*** Given entries

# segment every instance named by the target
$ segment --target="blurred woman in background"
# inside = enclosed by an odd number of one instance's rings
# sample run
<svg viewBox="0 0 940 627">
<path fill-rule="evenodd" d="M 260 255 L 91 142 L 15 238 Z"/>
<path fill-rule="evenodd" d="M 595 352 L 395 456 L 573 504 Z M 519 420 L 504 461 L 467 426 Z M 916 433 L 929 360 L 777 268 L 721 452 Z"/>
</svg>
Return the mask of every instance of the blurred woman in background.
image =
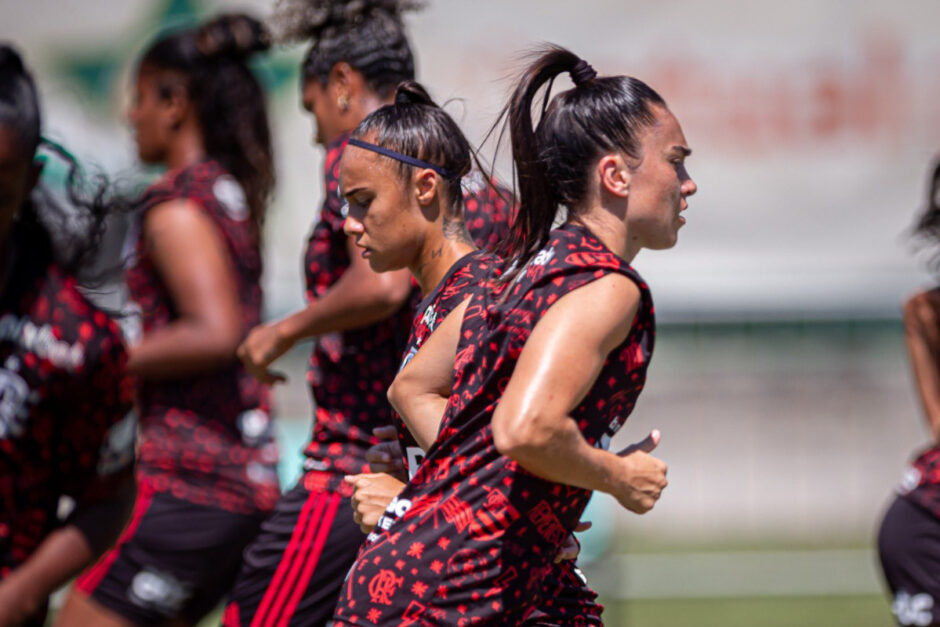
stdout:
<svg viewBox="0 0 940 627">
<path fill-rule="evenodd" d="M 940 161 L 916 235 L 940 241 Z M 934 256 L 932 269 L 940 257 Z M 878 554 L 901 625 L 940 625 L 940 289 L 904 303 L 904 332 L 931 444 L 911 463 L 878 533 Z"/>
<path fill-rule="evenodd" d="M 235 349 L 261 318 L 261 225 L 274 184 L 264 95 L 246 66 L 261 24 L 223 15 L 159 38 L 129 118 L 145 163 L 128 272 L 143 338 L 138 496 L 117 546 L 86 571 L 59 624 L 194 624 L 229 589 L 279 496 L 268 389 Z"/>
<path fill-rule="evenodd" d="M 0 625 L 42 625 L 46 600 L 110 546 L 134 499 L 133 385 L 117 325 L 77 289 L 113 207 L 40 138 L 39 97 L 0 44 Z M 36 184 L 44 144 L 69 165 L 81 233 L 53 240 Z M 86 190 L 87 191 L 87 190 Z M 62 217 L 62 216 L 60 216 Z M 74 508 L 60 522 L 61 496 Z"/>
<path fill-rule="evenodd" d="M 324 200 L 307 242 L 307 306 L 254 329 L 239 349 L 262 381 L 270 364 L 304 338 L 316 338 L 308 382 L 315 422 L 304 474 L 278 502 L 226 607 L 228 626 L 281 622 L 322 625 L 363 541 L 349 514 L 347 475 L 369 471 L 373 429 L 391 424 L 386 390 L 398 370 L 417 294 L 406 269 L 378 273 L 356 237 L 343 231 L 340 158 L 351 131 L 392 102 L 414 78 L 402 14 L 409 0 L 288 0 L 273 20 L 285 41 L 310 42 L 301 68 L 304 107 L 326 149 Z M 483 243 L 506 232 L 509 203 L 487 186 L 465 201 Z M 402 266 L 397 266 L 401 268 Z"/>
</svg>

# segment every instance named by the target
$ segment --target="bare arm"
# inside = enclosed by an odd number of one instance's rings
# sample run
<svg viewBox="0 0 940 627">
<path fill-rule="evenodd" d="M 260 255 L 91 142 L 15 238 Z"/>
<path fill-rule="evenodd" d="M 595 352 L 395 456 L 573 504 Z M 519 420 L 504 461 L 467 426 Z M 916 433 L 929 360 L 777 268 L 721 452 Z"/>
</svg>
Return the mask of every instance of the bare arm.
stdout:
<svg viewBox="0 0 940 627">
<path fill-rule="evenodd" d="M 469 300 L 447 314 L 388 388 L 389 402 L 425 451 L 437 439 L 450 398 L 460 327 Z"/>
<path fill-rule="evenodd" d="M 190 201 L 164 203 L 147 213 L 144 237 L 178 317 L 144 335 L 128 371 L 158 379 L 233 360 L 242 334 L 236 279 L 210 218 Z"/>
<path fill-rule="evenodd" d="M 904 336 L 927 426 L 940 442 L 940 290 L 904 303 Z"/>
<path fill-rule="evenodd" d="M 666 485 L 665 464 L 647 454 L 649 446 L 622 456 L 591 446 L 569 415 L 626 338 L 639 300 L 636 285 L 616 274 L 563 296 L 526 341 L 492 426 L 497 449 L 529 472 L 607 492 L 643 513 Z M 592 303 L 589 324 L 586 302 Z"/>
<path fill-rule="evenodd" d="M 117 539 L 134 500 L 133 474 L 106 500 L 79 504 L 65 524 L 0 581 L 0 626 L 18 625 L 42 607 L 49 595 L 92 563 Z M 82 527 L 103 525 L 89 534 Z M 105 533 L 106 532 L 106 533 Z"/>
<path fill-rule="evenodd" d="M 252 329 L 238 356 L 254 376 L 265 382 L 282 377 L 268 370 L 275 359 L 298 341 L 374 324 L 398 311 L 411 293 L 408 270 L 377 273 L 347 238 L 349 267 L 326 293 L 303 309 L 276 322 Z"/>
</svg>

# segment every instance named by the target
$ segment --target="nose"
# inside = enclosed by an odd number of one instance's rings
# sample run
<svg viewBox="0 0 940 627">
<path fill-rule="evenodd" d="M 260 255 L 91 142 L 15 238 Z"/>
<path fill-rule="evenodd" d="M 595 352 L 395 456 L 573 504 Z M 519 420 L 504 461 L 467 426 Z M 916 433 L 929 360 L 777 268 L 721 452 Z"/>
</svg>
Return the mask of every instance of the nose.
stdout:
<svg viewBox="0 0 940 627">
<path fill-rule="evenodd" d="M 689 176 L 689 173 L 683 168 L 685 179 L 682 181 L 682 187 L 680 188 L 683 196 L 691 196 L 698 191 L 698 185 L 695 184 L 695 181 L 692 180 L 692 177 Z"/>
<path fill-rule="evenodd" d="M 352 217 L 351 215 L 346 216 L 346 219 L 343 220 L 343 233 L 346 235 L 362 235 L 362 231 L 362 222 Z"/>
</svg>

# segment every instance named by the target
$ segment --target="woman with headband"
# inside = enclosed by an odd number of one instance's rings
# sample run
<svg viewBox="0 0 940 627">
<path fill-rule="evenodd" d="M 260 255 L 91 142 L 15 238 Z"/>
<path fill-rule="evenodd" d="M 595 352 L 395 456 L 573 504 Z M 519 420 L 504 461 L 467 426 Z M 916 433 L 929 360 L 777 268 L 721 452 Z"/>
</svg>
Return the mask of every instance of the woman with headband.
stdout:
<svg viewBox="0 0 940 627">
<path fill-rule="evenodd" d="M 261 24 L 222 15 L 158 38 L 128 115 L 168 172 L 141 199 L 127 281 L 143 337 L 134 513 L 79 577 L 61 625 L 195 624 L 232 585 L 280 495 L 269 390 L 235 355 L 261 318 L 261 225 L 274 183 Z"/>
<path fill-rule="evenodd" d="M 537 92 L 563 73 L 574 88 L 546 97 L 534 126 Z M 521 195 L 503 272 L 389 390 L 409 428 L 443 420 L 350 570 L 336 625 L 525 624 L 593 490 L 642 513 L 666 485 L 648 454 L 657 432 L 606 448 L 653 348 L 652 300 L 629 262 L 675 245 L 696 191 L 682 130 L 646 84 L 597 77 L 561 48 L 529 66 L 508 112 Z"/>
<path fill-rule="evenodd" d="M 44 146 L 43 146 L 44 145 Z M 53 239 L 37 180 L 43 146 L 69 165 L 89 230 Z M 0 625 L 43 625 L 49 595 L 104 551 L 134 499 L 133 385 L 117 325 L 77 288 L 113 206 L 40 138 L 39 97 L 0 44 Z M 40 214 L 43 215 L 40 215 Z M 64 521 L 60 496 L 75 507 Z"/>
<path fill-rule="evenodd" d="M 273 382 L 271 363 L 315 337 L 308 373 L 315 423 L 303 475 L 245 552 L 227 626 L 325 623 L 363 541 L 349 515 L 352 485 L 343 477 L 369 471 L 367 452 L 379 442 L 373 430 L 391 424 L 385 393 L 417 298 L 407 270 L 375 272 L 343 231 L 339 163 L 350 132 L 414 78 L 402 13 L 416 7 L 408 0 L 290 0 L 274 20 L 284 40 L 311 41 L 302 94 L 316 142 L 326 148 L 325 198 L 307 243 L 307 305 L 254 329 L 239 355 L 249 371 Z M 480 189 L 464 207 L 476 241 L 505 237 L 508 203 L 497 193 Z"/>
<path fill-rule="evenodd" d="M 498 258 L 475 249 L 460 210 L 460 179 L 471 162 L 470 145 L 459 127 L 416 83 L 399 85 L 393 105 L 363 120 L 343 154 L 341 189 L 349 206 L 346 232 L 356 237 L 376 271 L 407 266 L 424 295 L 401 367 L 437 324 L 496 271 Z M 394 421 L 399 450 L 404 451 L 402 467 L 410 477 L 431 442 L 419 443 L 401 418 L 394 416 Z M 437 428 L 429 425 L 425 431 L 436 433 Z M 378 472 L 346 481 L 354 486 L 355 520 L 366 533 L 404 487 L 398 479 Z M 572 561 L 577 552 L 572 536 L 546 576 L 549 592 L 539 608 L 539 624 L 600 624 L 597 595 Z"/>
</svg>

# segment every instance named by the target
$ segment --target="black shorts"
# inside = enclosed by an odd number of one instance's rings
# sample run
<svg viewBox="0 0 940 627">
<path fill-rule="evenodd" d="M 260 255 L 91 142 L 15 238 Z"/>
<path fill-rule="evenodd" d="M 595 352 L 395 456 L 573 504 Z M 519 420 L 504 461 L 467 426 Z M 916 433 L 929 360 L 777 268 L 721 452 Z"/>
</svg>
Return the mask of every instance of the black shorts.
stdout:
<svg viewBox="0 0 940 627">
<path fill-rule="evenodd" d="M 117 545 L 75 587 L 138 625 L 195 624 L 231 587 L 262 520 L 141 489 Z"/>
<path fill-rule="evenodd" d="M 326 625 L 365 539 L 348 498 L 309 492 L 301 479 L 245 550 L 222 624 Z"/>
<path fill-rule="evenodd" d="M 940 625 L 940 520 L 897 497 L 878 532 L 878 555 L 900 625 Z"/>
</svg>

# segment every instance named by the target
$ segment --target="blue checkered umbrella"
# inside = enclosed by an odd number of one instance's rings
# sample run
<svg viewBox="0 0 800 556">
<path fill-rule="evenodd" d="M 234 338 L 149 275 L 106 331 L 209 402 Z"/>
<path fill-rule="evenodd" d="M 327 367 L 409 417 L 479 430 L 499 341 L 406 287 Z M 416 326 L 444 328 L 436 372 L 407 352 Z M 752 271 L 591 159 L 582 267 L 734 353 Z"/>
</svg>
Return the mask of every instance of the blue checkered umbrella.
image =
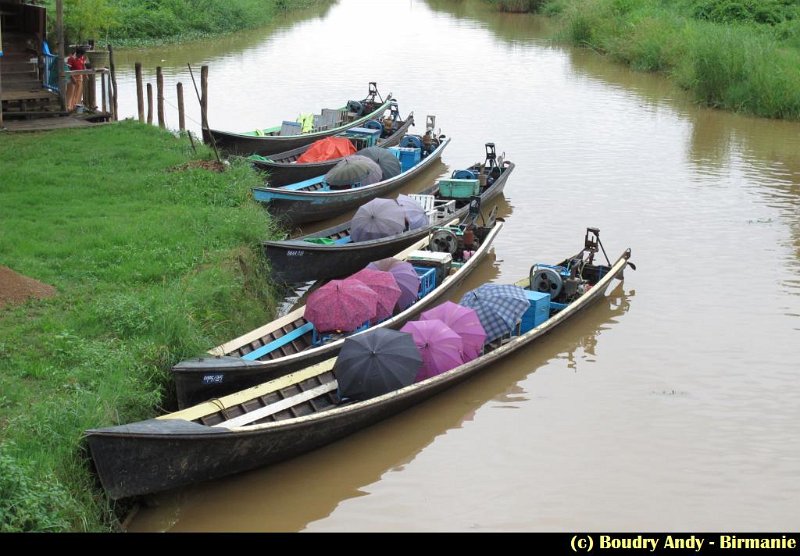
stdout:
<svg viewBox="0 0 800 556">
<path fill-rule="evenodd" d="M 484 284 L 468 291 L 458 303 L 475 309 L 486 342 L 512 332 L 531 306 L 525 290 L 511 284 Z"/>
</svg>

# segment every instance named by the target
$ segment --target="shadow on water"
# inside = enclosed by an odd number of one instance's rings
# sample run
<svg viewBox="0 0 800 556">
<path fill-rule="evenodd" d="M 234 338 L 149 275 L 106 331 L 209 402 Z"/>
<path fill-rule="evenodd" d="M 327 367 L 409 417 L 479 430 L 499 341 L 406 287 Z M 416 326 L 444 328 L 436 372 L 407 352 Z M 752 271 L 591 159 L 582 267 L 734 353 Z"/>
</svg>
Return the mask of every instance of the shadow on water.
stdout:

******

• **Task statement**: Would you copy every line of the entries in which "background" appears?

• **Result**:
$ segment --target="blurred woman in background"
Return the mask of every instance of the blurred woman in background.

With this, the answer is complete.